■ **Written exercise**: Convert the data into a JSON list of strings, one string per line and no blank lines, starting at the line containing "chimney in the photo above." and ending at the last line of the data.
-------- Dataset records --------
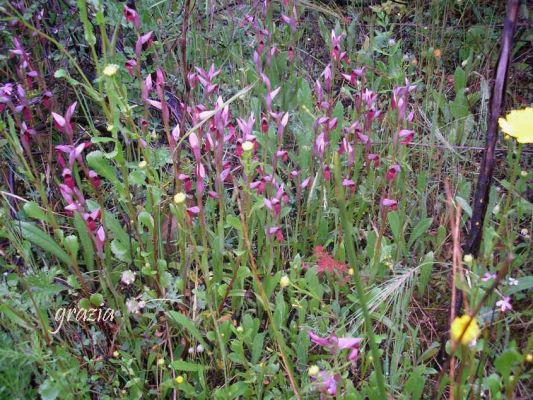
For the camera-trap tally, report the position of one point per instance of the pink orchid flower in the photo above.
(392, 172)
(276, 231)
(504, 304)
(130, 66)
(334, 344)
(392, 204)
(406, 136)
(132, 16)
(488, 276)
(327, 382)
(63, 123)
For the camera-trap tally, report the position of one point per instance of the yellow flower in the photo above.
(179, 198)
(519, 124)
(247, 146)
(471, 329)
(110, 69)
(313, 370)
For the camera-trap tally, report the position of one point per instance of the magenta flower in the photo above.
(130, 66)
(305, 182)
(327, 382)
(291, 22)
(392, 172)
(392, 204)
(276, 231)
(350, 184)
(334, 344)
(352, 78)
(336, 52)
(100, 240)
(406, 136)
(73, 152)
(373, 158)
(327, 173)
(92, 218)
(504, 304)
(488, 276)
(143, 43)
(63, 123)
(400, 97)
(193, 211)
(94, 179)
(132, 16)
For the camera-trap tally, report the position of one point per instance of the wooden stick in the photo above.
(481, 198)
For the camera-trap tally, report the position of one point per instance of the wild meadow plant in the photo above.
(257, 192)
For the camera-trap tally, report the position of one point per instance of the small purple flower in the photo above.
(406, 136)
(327, 383)
(488, 276)
(504, 304)
(333, 343)
(392, 204)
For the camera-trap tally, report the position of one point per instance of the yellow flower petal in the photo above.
(471, 330)
(518, 124)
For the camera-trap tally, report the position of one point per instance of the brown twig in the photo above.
(487, 163)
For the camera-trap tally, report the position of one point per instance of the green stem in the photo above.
(350, 249)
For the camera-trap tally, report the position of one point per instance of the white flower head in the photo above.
(110, 69)
(512, 282)
(127, 277)
(504, 304)
(134, 307)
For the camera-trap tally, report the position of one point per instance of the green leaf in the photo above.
(96, 299)
(72, 245)
(459, 79)
(49, 390)
(115, 227)
(394, 222)
(41, 239)
(86, 242)
(97, 161)
(120, 250)
(464, 205)
(184, 322)
(33, 210)
(506, 362)
(419, 229)
(181, 365)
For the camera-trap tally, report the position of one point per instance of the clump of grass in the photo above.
(265, 217)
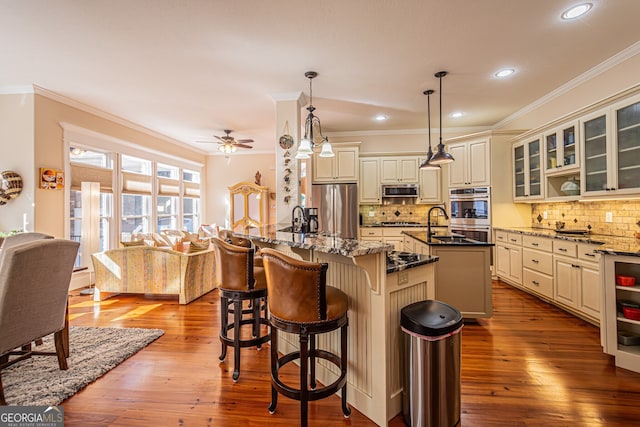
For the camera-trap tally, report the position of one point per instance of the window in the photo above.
(91, 158)
(167, 209)
(191, 176)
(134, 164)
(136, 215)
(191, 214)
(75, 221)
(166, 171)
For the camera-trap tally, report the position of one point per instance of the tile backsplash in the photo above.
(418, 213)
(625, 215)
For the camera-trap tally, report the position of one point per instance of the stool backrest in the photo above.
(228, 237)
(234, 265)
(297, 289)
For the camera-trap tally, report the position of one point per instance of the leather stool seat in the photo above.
(240, 281)
(301, 303)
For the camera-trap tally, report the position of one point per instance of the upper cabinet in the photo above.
(343, 167)
(612, 150)
(430, 185)
(471, 165)
(527, 171)
(369, 184)
(562, 149)
(394, 170)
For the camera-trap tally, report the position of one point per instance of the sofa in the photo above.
(154, 270)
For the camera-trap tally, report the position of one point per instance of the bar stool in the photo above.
(300, 302)
(240, 281)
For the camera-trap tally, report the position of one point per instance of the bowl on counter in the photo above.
(622, 280)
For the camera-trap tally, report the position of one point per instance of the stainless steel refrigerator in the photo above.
(337, 209)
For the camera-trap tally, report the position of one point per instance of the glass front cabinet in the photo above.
(612, 150)
(527, 161)
(562, 149)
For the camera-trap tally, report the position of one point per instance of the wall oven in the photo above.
(470, 212)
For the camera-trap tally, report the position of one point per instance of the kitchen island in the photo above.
(378, 282)
(463, 274)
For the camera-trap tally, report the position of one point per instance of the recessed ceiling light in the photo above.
(504, 72)
(576, 11)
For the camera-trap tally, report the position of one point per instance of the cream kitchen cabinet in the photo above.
(614, 324)
(394, 170)
(537, 262)
(611, 150)
(562, 149)
(509, 257)
(577, 284)
(343, 167)
(369, 183)
(430, 185)
(471, 167)
(527, 170)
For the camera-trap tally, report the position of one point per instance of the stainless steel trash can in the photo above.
(431, 368)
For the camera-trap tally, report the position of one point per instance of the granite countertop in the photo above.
(398, 261)
(612, 245)
(422, 237)
(316, 242)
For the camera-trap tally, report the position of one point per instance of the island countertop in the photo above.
(317, 242)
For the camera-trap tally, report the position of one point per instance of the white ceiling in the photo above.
(190, 68)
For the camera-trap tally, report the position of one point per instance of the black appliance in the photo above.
(312, 220)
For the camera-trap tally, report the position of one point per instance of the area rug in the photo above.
(93, 352)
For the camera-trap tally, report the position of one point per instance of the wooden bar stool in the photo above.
(300, 302)
(240, 281)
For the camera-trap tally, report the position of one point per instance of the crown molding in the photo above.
(421, 131)
(16, 90)
(111, 117)
(604, 66)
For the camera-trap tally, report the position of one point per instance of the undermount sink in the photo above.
(451, 239)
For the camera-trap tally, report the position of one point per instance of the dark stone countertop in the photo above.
(316, 242)
(398, 261)
(611, 245)
(422, 237)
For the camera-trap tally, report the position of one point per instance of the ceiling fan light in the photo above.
(327, 151)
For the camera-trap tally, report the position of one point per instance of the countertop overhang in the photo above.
(317, 242)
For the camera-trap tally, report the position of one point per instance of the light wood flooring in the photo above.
(531, 364)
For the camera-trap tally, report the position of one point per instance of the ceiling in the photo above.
(189, 69)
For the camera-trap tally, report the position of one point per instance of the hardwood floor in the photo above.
(530, 364)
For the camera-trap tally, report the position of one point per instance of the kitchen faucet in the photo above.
(298, 223)
(429, 219)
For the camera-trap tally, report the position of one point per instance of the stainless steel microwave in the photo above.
(400, 190)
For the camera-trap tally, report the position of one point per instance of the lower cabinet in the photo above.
(563, 272)
(509, 257)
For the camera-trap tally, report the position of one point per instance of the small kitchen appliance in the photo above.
(312, 220)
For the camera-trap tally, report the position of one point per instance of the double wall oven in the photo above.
(470, 212)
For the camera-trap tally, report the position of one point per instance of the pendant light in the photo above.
(307, 143)
(441, 157)
(427, 165)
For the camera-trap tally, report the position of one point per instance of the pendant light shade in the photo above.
(441, 157)
(427, 165)
(305, 150)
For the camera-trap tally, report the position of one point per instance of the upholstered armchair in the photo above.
(34, 286)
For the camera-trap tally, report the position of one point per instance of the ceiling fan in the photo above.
(228, 144)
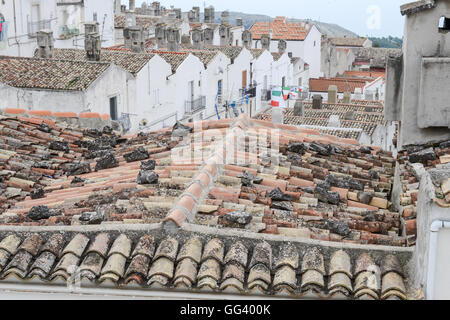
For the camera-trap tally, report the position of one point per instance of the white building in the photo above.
(303, 40)
(71, 17)
(63, 86)
(146, 85)
(185, 88)
(20, 21)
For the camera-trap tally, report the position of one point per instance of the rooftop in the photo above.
(343, 84)
(131, 62)
(280, 29)
(348, 42)
(309, 216)
(53, 74)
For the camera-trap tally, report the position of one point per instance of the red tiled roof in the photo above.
(280, 29)
(343, 84)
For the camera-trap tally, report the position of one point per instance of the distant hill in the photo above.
(389, 42)
(331, 30)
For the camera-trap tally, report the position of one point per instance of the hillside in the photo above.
(331, 30)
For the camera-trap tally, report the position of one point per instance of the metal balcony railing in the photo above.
(196, 105)
(68, 31)
(266, 95)
(250, 92)
(35, 27)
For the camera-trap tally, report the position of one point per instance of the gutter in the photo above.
(436, 226)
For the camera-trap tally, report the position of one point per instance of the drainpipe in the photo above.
(15, 27)
(436, 226)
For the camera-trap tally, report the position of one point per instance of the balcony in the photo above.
(266, 95)
(196, 105)
(250, 92)
(35, 27)
(67, 32)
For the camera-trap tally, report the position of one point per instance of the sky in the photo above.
(376, 18)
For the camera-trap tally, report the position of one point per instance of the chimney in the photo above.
(247, 39)
(347, 97)
(225, 15)
(210, 15)
(173, 39)
(358, 93)
(299, 111)
(45, 44)
(196, 11)
(282, 45)
(198, 39)
(208, 35)
(130, 19)
(332, 94)
(265, 42)
(334, 121)
(132, 5)
(350, 115)
(177, 13)
(224, 32)
(160, 33)
(93, 46)
(157, 8)
(117, 7)
(317, 101)
(278, 115)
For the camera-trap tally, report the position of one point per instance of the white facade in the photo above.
(22, 19)
(262, 76)
(149, 97)
(309, 50)
(71, 17)
(186, 84)
(215, 72)
(96, 98)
--------
■ **Answer in full**:
[
  "For the camera-trap tally, report the position of one point per instance of the chimney in the photo above.",
  "(247, 39)",
  "(347, 97)",
  "(225, 15)",
  "(210, 15)",
  "(173, 39)",
  "(358, 93)",
  "(299, 111)",
  "(45, 44)",
  "(196, 11)",
  "(282, 45)",
  "(198, 39)",
  "(208, 35)",
  "(130, 19)",
  "(332, 94)",
  "(265, 42)",
  "(334, 121)",
  "(132, 5)",
  "(350, 115)",
  "(177, 13)",
  "(224, 32)",
  "(160, 33)",
  "(93, 46)",
  "(157, 8)",
  "(117, 7)",
  "(317, 101)",
  "(278, 115)",
  "For the camera-trap tally, report the position of one point per instance of the white facade in the photo above.",
  "(22, 19)",
  "(262, 76)",
  "(149, 97)",
  "(309, 50)",
  "(71, 17)",
  "(186, 84)",
  "(215, 72)",
  "(96, 98)"
]